EXERCISE REQUIREMENTS |
Set down, unchanged, only the stretch of the material below from the line containing "Each instance of the bride's" through its final line.

INFORMATION GIVEN |
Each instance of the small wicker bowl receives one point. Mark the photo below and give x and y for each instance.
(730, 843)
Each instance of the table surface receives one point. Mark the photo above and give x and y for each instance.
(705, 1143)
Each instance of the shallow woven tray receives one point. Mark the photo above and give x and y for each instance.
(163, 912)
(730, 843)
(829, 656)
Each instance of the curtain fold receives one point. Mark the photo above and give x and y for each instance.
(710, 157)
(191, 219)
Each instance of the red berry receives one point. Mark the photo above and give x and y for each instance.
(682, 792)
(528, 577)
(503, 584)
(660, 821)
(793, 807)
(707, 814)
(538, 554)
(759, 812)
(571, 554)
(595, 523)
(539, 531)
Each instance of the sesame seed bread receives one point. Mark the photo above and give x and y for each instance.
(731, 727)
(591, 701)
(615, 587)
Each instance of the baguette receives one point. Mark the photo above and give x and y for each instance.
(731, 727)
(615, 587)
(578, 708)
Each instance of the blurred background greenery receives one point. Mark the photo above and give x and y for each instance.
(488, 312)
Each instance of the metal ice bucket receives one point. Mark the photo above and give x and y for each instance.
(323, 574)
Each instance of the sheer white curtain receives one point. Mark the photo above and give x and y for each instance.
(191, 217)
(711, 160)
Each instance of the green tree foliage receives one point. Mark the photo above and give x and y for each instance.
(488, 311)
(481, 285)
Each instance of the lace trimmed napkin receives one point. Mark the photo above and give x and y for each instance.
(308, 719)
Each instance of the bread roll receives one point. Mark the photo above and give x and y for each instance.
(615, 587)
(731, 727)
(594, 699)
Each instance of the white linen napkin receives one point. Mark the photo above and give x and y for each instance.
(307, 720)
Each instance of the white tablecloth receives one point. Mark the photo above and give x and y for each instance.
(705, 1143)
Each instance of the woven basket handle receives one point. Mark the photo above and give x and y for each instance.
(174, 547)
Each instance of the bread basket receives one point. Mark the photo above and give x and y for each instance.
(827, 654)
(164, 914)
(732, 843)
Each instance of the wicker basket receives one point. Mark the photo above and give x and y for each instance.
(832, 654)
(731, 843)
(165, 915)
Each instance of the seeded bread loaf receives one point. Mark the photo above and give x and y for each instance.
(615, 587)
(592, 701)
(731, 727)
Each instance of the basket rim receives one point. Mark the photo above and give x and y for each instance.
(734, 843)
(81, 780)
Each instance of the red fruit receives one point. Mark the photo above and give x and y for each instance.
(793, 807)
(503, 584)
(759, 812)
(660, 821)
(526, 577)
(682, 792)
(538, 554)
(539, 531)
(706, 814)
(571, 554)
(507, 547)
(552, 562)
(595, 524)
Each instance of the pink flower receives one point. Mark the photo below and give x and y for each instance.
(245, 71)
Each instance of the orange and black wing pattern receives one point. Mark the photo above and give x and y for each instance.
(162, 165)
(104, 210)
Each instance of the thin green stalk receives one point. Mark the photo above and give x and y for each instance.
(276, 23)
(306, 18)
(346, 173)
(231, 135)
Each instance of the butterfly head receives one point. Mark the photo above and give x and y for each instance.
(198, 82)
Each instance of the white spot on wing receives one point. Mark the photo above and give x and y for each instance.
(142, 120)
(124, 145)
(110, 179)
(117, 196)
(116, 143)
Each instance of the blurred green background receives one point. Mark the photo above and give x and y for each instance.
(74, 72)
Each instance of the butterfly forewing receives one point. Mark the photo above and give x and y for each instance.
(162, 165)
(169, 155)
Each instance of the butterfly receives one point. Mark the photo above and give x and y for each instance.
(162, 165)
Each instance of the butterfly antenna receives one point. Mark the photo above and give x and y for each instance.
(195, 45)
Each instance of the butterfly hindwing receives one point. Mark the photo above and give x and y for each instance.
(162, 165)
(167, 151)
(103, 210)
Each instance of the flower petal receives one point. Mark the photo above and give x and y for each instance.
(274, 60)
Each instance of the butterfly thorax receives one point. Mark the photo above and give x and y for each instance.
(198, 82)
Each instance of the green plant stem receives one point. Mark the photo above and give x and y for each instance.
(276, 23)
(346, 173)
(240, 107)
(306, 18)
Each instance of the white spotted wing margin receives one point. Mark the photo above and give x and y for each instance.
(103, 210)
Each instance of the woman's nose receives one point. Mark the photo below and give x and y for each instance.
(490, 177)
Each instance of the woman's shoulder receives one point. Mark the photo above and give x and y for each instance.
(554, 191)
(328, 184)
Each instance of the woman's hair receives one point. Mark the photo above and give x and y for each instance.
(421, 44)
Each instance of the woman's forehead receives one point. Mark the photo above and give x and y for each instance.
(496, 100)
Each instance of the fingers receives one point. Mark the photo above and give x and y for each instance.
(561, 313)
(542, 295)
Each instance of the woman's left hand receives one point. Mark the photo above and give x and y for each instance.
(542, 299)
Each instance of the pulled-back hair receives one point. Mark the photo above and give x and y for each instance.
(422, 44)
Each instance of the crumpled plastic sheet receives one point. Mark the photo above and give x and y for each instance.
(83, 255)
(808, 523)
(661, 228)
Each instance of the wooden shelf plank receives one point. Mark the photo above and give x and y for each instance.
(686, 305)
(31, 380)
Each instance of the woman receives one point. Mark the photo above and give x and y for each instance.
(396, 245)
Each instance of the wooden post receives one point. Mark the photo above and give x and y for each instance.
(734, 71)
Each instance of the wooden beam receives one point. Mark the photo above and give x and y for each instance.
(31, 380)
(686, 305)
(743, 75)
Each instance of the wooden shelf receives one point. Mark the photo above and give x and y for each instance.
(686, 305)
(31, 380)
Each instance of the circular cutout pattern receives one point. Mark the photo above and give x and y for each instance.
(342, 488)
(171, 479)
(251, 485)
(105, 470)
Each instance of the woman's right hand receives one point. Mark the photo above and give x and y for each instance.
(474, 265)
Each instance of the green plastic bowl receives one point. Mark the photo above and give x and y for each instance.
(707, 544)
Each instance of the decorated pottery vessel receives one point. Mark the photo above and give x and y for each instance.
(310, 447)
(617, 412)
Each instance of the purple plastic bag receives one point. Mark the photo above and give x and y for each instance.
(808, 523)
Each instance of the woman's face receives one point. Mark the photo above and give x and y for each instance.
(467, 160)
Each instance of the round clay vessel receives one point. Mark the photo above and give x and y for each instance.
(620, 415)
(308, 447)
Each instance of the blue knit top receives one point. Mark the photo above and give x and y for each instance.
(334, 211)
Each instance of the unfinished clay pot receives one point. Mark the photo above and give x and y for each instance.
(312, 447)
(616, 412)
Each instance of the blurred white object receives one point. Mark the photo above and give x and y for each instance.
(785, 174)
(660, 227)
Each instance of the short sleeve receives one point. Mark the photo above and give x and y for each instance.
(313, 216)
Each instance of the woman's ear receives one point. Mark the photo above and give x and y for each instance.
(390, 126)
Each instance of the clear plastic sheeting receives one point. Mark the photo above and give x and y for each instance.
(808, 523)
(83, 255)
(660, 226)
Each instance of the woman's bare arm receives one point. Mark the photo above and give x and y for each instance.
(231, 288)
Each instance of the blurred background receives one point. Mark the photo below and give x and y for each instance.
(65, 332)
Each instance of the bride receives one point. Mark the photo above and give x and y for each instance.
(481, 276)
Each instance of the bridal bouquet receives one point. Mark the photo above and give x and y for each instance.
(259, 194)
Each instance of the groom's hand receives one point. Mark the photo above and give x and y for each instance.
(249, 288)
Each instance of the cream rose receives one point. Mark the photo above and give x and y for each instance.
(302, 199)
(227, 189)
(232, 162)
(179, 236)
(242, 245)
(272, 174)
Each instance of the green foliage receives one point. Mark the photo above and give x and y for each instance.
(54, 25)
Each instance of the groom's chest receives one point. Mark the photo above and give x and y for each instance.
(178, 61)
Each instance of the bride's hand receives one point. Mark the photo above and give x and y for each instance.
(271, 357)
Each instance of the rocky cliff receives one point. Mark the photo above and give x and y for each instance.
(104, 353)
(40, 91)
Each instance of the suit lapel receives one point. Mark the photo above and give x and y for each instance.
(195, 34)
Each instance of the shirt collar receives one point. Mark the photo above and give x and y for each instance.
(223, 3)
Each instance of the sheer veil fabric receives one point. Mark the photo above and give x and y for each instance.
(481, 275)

FINAL ANSWER |
Each instance of the bride's hand receives one point. Mark the photo above and give x and y for each instance.
(271, 357)
Each instance of the rocky cliff receives one point. Mark the photo above and give x and y for each instance.
(104, 353)
(40, 91)
Each instance of the suit lapel receives one point. Mark the photo above and give x and y for each instance.
(195, 34)
Each instance of the shirt collar receives one point. Mark the photo above and give x and y for each instance.
(223, 3)
Each instance of the sheer veil fabric receives one point. Mark the photo above and give x and y for each instance.
(481, 275)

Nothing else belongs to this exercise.